Task to complete → Whenever a line in the data holds the string "rough", pull that line out.

========================================

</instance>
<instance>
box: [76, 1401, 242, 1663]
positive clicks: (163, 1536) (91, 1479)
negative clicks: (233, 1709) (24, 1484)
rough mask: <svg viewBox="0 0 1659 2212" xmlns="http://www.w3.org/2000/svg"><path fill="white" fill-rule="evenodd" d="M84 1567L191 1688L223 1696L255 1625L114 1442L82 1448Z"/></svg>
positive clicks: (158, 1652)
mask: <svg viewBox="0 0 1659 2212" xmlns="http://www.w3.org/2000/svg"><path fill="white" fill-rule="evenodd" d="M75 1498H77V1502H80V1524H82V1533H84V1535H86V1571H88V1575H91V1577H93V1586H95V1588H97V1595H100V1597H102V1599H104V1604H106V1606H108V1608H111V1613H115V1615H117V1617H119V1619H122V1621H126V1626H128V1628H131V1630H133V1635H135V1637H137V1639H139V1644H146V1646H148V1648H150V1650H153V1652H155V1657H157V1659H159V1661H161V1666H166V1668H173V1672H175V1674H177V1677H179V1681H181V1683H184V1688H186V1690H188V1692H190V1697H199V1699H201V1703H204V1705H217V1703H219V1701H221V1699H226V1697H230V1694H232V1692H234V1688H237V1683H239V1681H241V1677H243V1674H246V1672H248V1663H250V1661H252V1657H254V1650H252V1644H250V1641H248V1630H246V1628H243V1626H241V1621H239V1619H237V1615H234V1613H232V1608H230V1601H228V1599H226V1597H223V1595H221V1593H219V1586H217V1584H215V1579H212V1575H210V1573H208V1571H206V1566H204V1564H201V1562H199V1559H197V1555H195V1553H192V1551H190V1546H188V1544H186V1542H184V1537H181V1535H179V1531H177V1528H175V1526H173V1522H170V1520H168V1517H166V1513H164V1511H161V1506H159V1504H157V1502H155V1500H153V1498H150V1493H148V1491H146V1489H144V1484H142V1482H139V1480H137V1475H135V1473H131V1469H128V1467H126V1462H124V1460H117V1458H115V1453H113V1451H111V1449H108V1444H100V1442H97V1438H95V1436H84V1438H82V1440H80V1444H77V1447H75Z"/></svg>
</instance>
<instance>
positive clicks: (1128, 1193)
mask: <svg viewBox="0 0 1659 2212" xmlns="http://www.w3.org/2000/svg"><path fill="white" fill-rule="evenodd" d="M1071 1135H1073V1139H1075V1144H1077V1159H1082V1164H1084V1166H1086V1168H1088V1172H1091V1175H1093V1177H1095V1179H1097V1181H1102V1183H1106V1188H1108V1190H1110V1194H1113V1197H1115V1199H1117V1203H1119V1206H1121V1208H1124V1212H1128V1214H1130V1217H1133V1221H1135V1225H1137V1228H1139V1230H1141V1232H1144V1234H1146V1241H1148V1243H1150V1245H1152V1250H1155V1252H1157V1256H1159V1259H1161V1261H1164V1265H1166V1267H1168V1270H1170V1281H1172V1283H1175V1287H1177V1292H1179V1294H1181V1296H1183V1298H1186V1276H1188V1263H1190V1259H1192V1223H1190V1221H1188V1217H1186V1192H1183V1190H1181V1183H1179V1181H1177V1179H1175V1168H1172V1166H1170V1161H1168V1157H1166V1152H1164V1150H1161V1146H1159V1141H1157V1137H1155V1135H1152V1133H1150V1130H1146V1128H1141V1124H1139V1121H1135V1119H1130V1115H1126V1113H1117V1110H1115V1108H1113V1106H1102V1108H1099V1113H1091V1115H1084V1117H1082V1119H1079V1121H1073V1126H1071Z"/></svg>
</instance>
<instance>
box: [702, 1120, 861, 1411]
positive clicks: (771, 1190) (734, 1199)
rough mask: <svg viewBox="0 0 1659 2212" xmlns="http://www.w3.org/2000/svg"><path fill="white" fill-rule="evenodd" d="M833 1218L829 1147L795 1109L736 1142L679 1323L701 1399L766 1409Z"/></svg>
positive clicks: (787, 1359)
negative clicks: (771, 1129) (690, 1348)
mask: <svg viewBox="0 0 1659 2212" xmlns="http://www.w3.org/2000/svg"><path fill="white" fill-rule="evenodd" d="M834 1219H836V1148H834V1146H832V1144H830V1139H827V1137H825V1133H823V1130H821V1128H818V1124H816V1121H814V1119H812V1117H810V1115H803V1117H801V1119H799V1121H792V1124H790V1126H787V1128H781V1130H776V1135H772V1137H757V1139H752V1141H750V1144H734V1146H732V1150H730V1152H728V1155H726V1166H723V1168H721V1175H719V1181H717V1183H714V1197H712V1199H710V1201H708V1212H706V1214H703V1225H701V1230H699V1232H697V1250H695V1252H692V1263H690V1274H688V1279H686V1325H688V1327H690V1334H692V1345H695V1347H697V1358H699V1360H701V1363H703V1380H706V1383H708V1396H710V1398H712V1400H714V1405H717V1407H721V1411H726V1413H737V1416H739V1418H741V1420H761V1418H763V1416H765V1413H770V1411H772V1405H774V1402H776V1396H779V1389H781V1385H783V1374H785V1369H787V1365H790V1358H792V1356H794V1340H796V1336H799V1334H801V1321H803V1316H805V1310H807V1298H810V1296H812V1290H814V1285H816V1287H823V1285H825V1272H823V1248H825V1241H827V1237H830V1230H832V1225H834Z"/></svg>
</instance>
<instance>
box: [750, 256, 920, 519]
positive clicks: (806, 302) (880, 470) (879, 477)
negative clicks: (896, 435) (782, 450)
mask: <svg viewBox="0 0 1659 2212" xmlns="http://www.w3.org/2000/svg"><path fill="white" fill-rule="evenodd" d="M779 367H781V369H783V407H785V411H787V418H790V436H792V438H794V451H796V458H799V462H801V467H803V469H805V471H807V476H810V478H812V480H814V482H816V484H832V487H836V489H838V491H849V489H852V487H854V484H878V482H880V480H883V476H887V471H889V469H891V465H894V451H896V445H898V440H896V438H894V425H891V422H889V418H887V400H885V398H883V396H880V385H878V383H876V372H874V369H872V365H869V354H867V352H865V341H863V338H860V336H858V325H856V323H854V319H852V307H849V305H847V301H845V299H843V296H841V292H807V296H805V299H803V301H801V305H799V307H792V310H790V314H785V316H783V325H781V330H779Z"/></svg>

========================================

Solution for this exercise →
rough mask: <svg viewBox="0 0 1659 2212" xmlns="http://www.w3.org/2000/svg"><path fill="white" fill-rule="evenodd" d="M84 1567L191 1688L223 1696L255 1625L114 1442L82 1448Z"/></svg>
rough mask: <svg viewBox="0 0 1659 2212" xmlns="http://www.w3.org/2000/svg"><path fill="white" fill-rule="evenodd" d="M833 1218L829 1147L795 1109L736 1142L679 1323L701 1399L766 1409Z"/></svg>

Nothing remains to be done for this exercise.